GIVEN INSTRUCTION A »
In the records below, output the lines from the line with "the sky and record the pixel coordinates." to the line with "(1467, 721)", including both, as a numbered list with blank lines left out.

PROVIDED PASSAGE »
It is utterly stressful and disheartening to continually chase clients to make them pay back the money they owe you. Irrespective of how much restructuring is done within the business operations to gain back the dues, bad debts remain a constant problem for many businesses.
Collecting bad debts also has a negative impact on cash flow and productivity!!
Every year millions of dollars are lost in bad debts. Statistics by the US Central Bureau indicated that 26% of invoices, which have been due for over three months are uncollectible. Once it is 12 months old, the figure increases to 90% !
What is a bad debt?
Bad debt is simply a receivable which a customer is not willing to pay.
It reflects the total amount of accounts which a company was unable to collect back despite repeated attempts of contacting the customer.
They have a toll on the company’s income statement, as it reduces the number of accounts receivable.
Most bad debts mainly occur due to the following two reasons:
- When a company gives out too much credit to a debtor who is incapable of paying back. This will result in either delayed or missed payment.
- When a customer fraudulently misrepresents himself in obtaining a sale on credit, and has no intention of paying back. This is caused due to faulty internal operation, or unexpected loss of the ability of the customer to pay back the debt.

STORED ROWS »
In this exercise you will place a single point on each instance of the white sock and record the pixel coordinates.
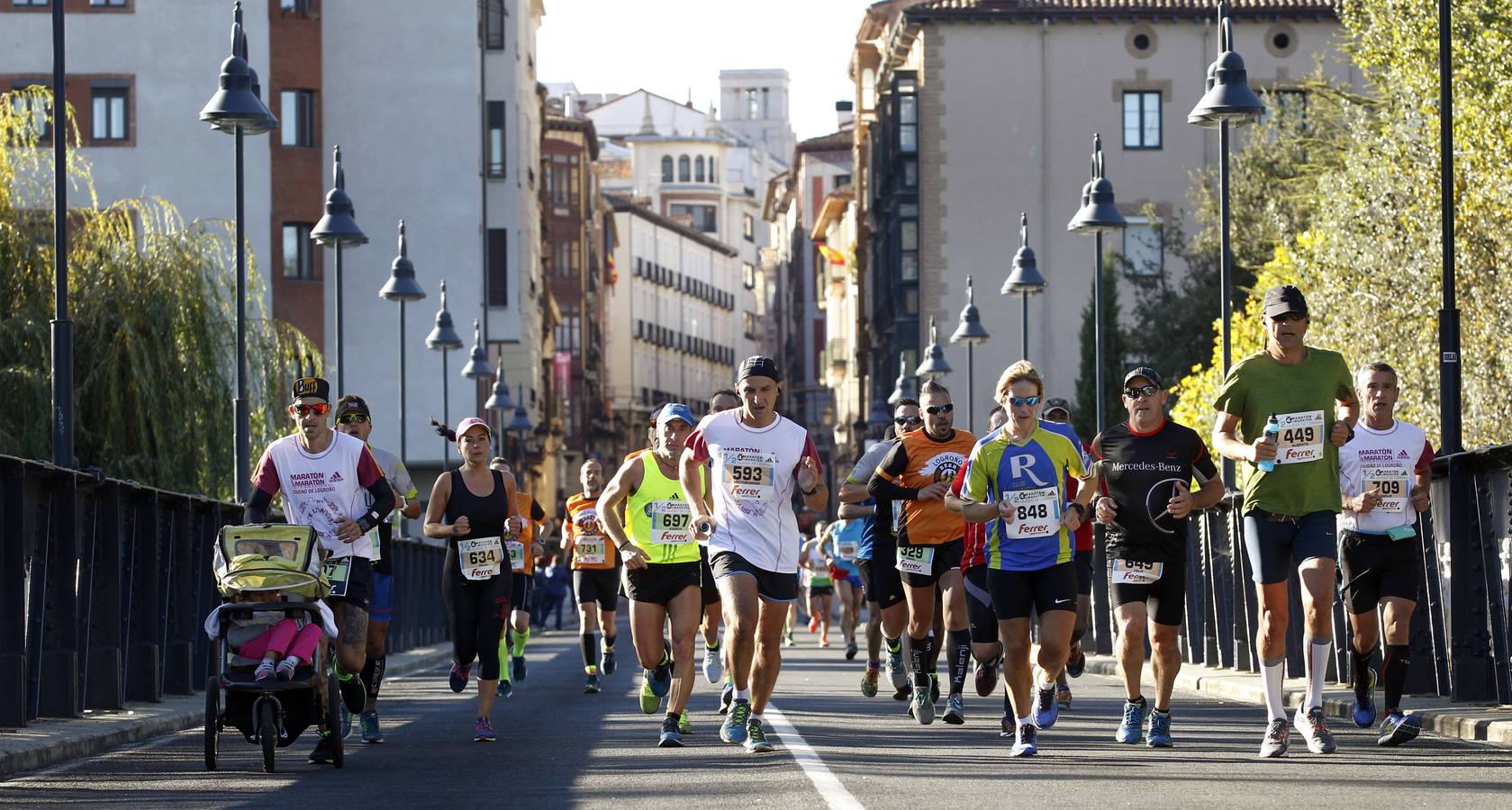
(1271, 674)
(1318, 650)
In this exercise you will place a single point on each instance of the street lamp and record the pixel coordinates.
(1097, 216)
(1227, 102)
(1026, 278)
(338, 229)
(443, 338)
(403, 287)
(238, 111)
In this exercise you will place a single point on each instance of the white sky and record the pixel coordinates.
(670, 46)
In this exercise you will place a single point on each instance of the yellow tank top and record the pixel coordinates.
(661, 522)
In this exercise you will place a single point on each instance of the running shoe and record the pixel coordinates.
(1364, 706)
(460, 678)
(712, 667)
(756, 741)
(955, 711)
(672, 736)
(1314, 730)
(734, 729)
(1398, 729)
(868, 683)
(1275, 742)
(371, 730)
(1133, 725)
(1024, 747)
(1158, 730)
(322, 750)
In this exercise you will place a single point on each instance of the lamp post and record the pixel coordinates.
(403, 287)
(1097, 216)
(443, 338)
(338, 229)
(1024, 280)
(1225, 102)
(238, 111)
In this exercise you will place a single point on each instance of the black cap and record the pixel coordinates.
(759, 366)
(312, 386)
(1284, 298)
(1148, 374)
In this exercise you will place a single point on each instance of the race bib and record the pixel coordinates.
(750, 476)
(1396, 487)
(480, 558)
(1300, 438)
(672, 522)
(1036, 513)
(917, 560)
(1133, 572)
(590, 551)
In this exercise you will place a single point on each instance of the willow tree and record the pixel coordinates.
(151, 298)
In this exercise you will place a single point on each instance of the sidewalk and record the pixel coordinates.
(1469, 721)
(50, 741)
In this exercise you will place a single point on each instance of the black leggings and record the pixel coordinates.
(475, 611)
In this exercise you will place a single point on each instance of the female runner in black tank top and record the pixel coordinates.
(475, 608)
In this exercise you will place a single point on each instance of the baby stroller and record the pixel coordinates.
(271, 712)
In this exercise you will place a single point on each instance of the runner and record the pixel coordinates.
(1017, 484)
(354, 418)
(594, 574)
(330, 481)
(1384, 476)
(1291, 500)
(1146, 467)
(930, 544)
(661, 569)
(758, 456)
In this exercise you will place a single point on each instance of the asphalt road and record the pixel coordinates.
(560, 747)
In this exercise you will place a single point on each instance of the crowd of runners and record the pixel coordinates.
(944, 543)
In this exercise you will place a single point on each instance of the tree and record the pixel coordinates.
(153, 311)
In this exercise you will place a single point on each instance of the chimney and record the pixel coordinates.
(846, 115)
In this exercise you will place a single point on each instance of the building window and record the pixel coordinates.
(1144, 247)
(702, 216)
(493, 15)
(1142, 120)
(498, 266)
(296, 118)
(298, 251)
(496, 140)
(109, 109)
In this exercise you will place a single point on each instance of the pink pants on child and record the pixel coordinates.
(285, 638)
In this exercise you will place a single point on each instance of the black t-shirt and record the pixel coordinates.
(1140, 473)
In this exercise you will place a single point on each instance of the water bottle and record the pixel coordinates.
(1272, 431)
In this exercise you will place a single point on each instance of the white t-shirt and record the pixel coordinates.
(753, 473)
(1387, 460)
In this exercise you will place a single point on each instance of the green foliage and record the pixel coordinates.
(151, 300)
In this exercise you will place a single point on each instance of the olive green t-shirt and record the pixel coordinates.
(1302, 398)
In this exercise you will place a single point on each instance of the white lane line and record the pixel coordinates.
(828, 786)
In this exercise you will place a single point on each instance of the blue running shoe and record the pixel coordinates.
(1364, 711)
(1398, 729)
(1158, 730)
(1131, 729)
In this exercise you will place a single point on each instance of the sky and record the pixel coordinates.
(673, 46)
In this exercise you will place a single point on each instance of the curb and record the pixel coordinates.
(51, 741)
(1467, 721)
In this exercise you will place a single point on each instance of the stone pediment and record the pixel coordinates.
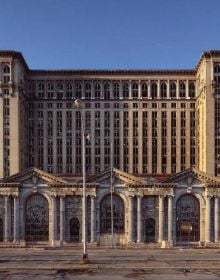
(118, 178)
(34, 176)
(191, 176)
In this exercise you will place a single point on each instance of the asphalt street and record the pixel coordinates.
(107, 264)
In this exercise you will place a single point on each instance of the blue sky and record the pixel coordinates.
(97, 34)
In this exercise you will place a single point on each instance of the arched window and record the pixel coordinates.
(217, 68)
(97, 91)
(182, 89)
(192, 89)
(116, 91)
(125, 90)
(144, 90)
(6, 69)
(59, 86)
(37, 218)
(88, 90)
(78, 90)
(50, 88)
(6, 73)
(187, 218)
(41, 88)
(172, 90)
(106, 91)
(134, 92)
(163, 90)
(69, 90)
(154, 90)
(118, 214)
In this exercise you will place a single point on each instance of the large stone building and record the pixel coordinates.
(154, 136)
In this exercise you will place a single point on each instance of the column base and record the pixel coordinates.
(166, 244)
(56, 243)
(85, 259)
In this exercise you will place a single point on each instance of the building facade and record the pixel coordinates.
(161, 128)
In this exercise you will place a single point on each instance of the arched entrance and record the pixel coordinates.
(187, 218)
(118, 214)
(106, 237)
(74, 230)
(1, 230)
(150, 230)
(37, 218)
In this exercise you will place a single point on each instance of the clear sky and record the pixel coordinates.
(97, 34)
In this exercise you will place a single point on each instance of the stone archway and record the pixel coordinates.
(187, 218)
(74, 230)
(150, 230)
(1, 230)
(37, 218)
(118, 214)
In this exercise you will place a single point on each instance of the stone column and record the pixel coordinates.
(62, 219)
(16, 217)
(161, 218)
(170, 220)
(6, 237)
(139, 219)
(208, 220)
(216, 215)
(54, 221)
(130, 220)
(93, 214)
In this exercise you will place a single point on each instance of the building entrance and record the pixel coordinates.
(37, 219)
(150, 230)
(74, 230)
(187, 219)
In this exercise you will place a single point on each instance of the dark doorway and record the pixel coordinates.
(187, 218)
(37, 219)
(1, 230)
(74, 230)
(150, 230)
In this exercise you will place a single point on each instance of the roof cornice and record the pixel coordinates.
(207, 54)
(114, 72)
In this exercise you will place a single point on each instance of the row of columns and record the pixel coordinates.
(139, 219)
(7, 219)
(170, 219)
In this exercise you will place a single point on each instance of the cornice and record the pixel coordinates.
(114, 72)
(207, 54)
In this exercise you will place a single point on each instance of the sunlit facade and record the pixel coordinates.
(161, 127)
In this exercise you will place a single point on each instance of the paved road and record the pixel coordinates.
(110, 264)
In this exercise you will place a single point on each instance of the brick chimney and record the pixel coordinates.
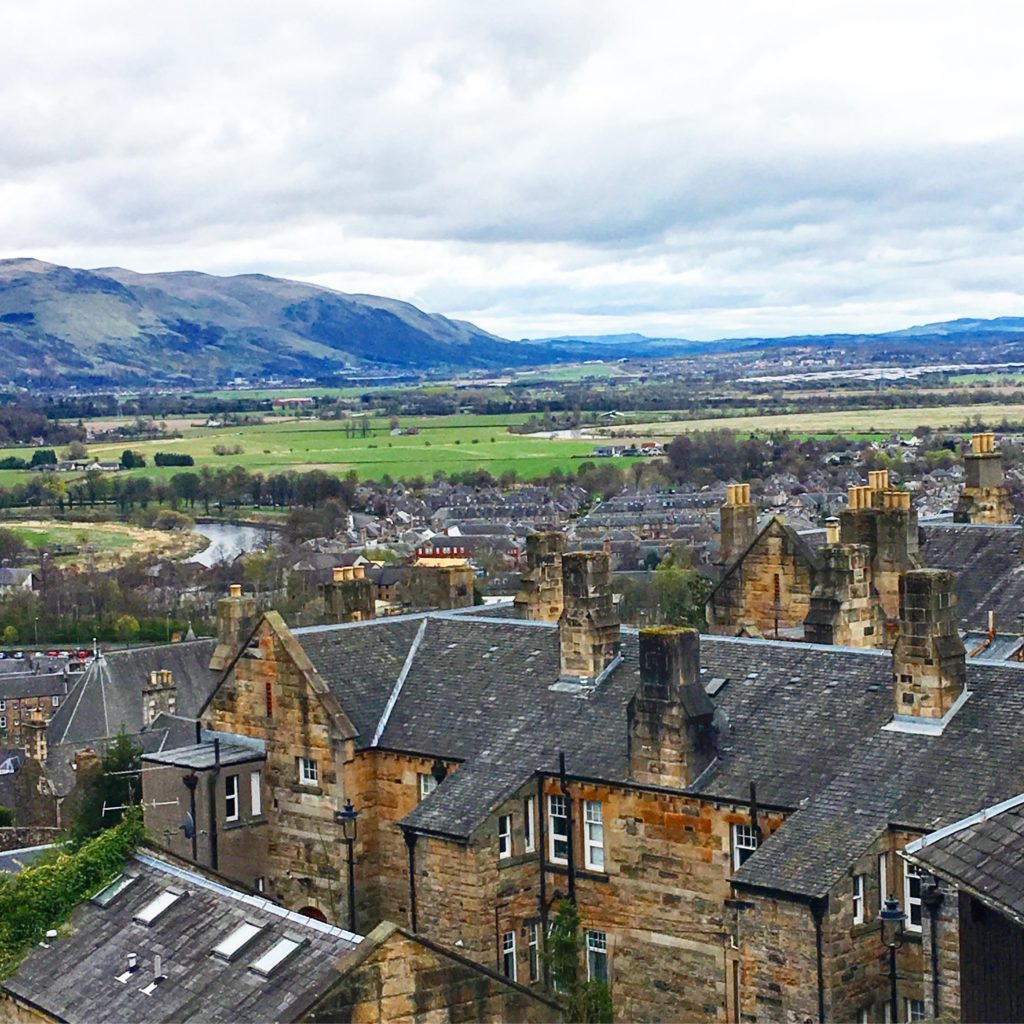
(588, 628)
(738, 518)
(160, 694)
(843, 609)
(929, 658)
(671, 736)
(984, 498)
(884, 520)
(236, 619)
(540, 595)
(349, 597)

GIVEN INSTRUCTION B »
Print the part of the bad debt passage from "Most bad debts" to "back the debt.", word for word.

TASK SOLUTION A »
1. In this exercise you will place a single point on each instance of the sky and record the pixel coordinates.
2. (673, 46)
3. In this exercise you will place a single point on each instance of the curb and record the pixel coordinates.
4. (51, 741)
5. (1467, 721)

TASK SOLUTION B »
Most bad debts mainly occur due to the following two reasons:
- When a company gives out too much credit to a debtor who is incapable of paying back. This will result in either delayed or missed payment.
- When a customer fraudulently misrepresents himself in obtaining a sale on credit, and has no intention of paying back. This is caused due to faulty internal operation, or unexpected loss of the ability of the customer to pay back the debt.